◆ EXCERPT:
---

Back in No 10, there must be an inquest going on into whose bright idea it was to have a daily coronavirus press conference. What must have seemed like a show of strength and leadership when Boris Johnson and Classic Dom came up with the plan a week or so ago, now merely exposes the government’s lack of preparations and complete cluelessness every 24 hours.

What’s more, almost everyone in government knows it’s a disaster. Which is why most cabinet ministers switch their phones off for several hours every morning: because they don’t want to be the mug who winds up having to front the 45-minute embarrassment live on TV at 5pm.

So today’s press conference was fronted by Alok Sharma, who not even everyone in the cabinet knows is the current business secretary. Though he is a huge improvement on both Dominic “Psycho” Raab and Michael Gove, simply because he doesn’t have any of their associated instability and lack of trust issues. Put simply, Sharma is a man in whom the public can have complete confidence. The downside is that the confidence they have is that he can be guaranteed to know next to nothing about anything.

After stating the latest alarming death figures, Sharma lapsed into a whole range of generalities and platitudes. It’s come to something when even Donald Trump can see that the original “herd immunity” plan had been a disaster waiting to happen. Imagine being out-thought by the US Sun Bed God.

Sharma then handed over to Yvonne Doyle, the director of Public Health England, who raced through her four slides at breakneck speed. Largely because they were all so thoroughly depressing.

Believe it or not, that was actually the high point. The summit of gravitas and disinformation. Because from there on it was downhill all the way. Often these video press conferences can become atavistic with journalists asking a range of different questions that can easily be ignored. Either by merely answering the easiest question or one they wish had been asked. But now the lobby hunted as a pack, repeatedly pressing both Sharma and Doyle on the question of medical provision and testing.

And Sharma and Doyle had nothing. Not even blanks to fire. Sharma kept trying to palm off the difficult questions on to Doyle, who then did her best to refer them back to the business secretary. The medical is now political and the political is medical and neither side wants to take the blame.

To really regain the public’s trust, someone in government has to admit it basically did nothing for several months as it totally underestimated the crisis and was more interested in Boris’s sixth or seventh baby. But no one is prepared to do that so we beat on, boats against the current, borne back ceaselessly into the past.

Why had Michael Gove insisted that thousands of ventilators were on their way next week when the actual figure is 30? Both Sharma and Doyle shrugged. Why were the Germans so far ahead of us on testing? Were we really so Little England that we thought we could learn nothing from Jerry? How come we only had tested 2,000 NHS staff out of about 1 million frontline workers? Again Sharma and Doyle just looked a little sheepish. Above their pay grades.

---

◆ WORK ORDER A: Duplicate a passage from the coronavirus press conference sketch. Begin at the words "Believe it or" and stop after "take the blame.".
◆ WORK ORDER B: In the coronavirus press conference sketch, what is the actual number of ventilators on their way, compared with Michael Gove's claim of thousands?
Nothing in the listing is needed here.

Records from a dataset
---

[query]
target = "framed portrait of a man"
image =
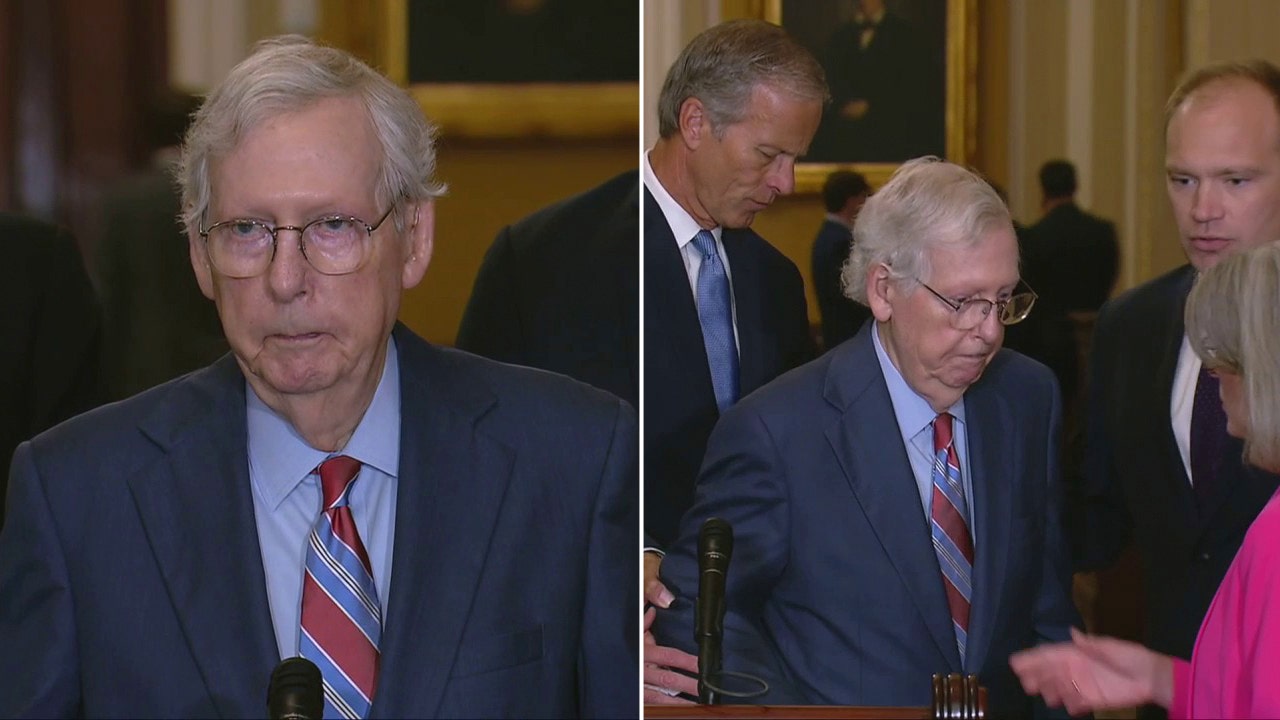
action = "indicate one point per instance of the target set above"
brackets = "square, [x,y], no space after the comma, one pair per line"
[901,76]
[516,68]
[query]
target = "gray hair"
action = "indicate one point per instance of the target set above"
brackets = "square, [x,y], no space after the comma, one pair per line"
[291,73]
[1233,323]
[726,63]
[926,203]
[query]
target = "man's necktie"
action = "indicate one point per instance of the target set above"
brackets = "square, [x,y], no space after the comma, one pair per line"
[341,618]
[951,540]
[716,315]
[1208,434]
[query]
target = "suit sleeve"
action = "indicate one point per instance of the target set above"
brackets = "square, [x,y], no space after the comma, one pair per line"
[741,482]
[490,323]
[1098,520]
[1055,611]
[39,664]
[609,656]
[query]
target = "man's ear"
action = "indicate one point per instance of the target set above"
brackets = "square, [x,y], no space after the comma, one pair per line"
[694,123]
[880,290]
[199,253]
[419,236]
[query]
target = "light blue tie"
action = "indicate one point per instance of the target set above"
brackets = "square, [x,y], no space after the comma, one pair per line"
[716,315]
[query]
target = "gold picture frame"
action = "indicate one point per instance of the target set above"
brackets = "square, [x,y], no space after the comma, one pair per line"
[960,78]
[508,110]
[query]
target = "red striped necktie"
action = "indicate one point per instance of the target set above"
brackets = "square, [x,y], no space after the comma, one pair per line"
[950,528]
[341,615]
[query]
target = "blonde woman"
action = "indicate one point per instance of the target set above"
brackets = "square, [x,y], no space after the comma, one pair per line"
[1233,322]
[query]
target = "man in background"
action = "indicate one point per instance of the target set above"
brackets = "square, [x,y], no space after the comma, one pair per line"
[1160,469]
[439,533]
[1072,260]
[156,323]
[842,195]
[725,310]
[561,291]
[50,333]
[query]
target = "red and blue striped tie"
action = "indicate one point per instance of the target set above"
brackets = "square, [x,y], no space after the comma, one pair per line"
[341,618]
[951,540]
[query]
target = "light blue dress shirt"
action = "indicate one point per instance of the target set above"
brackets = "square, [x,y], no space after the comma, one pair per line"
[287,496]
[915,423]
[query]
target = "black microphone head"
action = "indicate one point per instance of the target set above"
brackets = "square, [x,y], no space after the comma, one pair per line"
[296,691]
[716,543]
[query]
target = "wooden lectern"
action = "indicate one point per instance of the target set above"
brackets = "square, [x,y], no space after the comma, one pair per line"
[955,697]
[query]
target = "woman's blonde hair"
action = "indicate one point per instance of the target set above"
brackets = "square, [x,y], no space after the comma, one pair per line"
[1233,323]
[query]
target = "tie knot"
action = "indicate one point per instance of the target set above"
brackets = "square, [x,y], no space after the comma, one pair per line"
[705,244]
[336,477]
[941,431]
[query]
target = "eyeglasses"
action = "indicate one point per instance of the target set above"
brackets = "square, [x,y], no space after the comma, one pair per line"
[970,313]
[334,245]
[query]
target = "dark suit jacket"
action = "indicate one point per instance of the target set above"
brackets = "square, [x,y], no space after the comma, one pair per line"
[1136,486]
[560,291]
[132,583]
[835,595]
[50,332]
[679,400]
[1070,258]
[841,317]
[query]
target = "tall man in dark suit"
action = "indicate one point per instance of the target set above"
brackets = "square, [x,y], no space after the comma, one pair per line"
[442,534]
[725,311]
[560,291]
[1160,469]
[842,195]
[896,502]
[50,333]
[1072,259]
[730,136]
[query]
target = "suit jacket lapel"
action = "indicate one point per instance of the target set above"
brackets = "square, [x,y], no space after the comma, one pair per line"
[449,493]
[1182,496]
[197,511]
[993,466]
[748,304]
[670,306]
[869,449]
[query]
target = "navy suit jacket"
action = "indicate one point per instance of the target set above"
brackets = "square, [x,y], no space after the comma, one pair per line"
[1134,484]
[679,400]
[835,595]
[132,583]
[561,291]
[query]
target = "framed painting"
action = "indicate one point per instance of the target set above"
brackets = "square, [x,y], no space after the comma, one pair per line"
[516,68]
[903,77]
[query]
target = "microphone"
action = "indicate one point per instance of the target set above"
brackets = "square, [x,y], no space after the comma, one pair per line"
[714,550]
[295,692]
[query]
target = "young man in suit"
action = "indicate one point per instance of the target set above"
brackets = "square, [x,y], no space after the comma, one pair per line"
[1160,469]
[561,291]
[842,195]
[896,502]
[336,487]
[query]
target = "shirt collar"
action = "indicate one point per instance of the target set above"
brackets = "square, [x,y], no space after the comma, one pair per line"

---

◆ ANSWER BOX A:
Believe it or not, that was actually the high point. The summit of gravitas and disinformation. Because from there on it was downhill all the way. Often these video press conferences can become atavistic with journalists asking a range of different questions that can easily be ignored. Either by merely answering the easiest question or one they wish had been asked. But now the lobby hunted as a pack, repeatedly pressing both Sharma and Doyle on the question of medical provision and testing.

And Sharma and Doyle had nothing. Not even blanks to fire. Sharma kept trying to palm off the difficult questions on to Doyle, who then did her best to refer them back to the business secretary. The medical is now political and the political is medical and neither side wants to take the blame.

◆ ANSWER BOX B: 30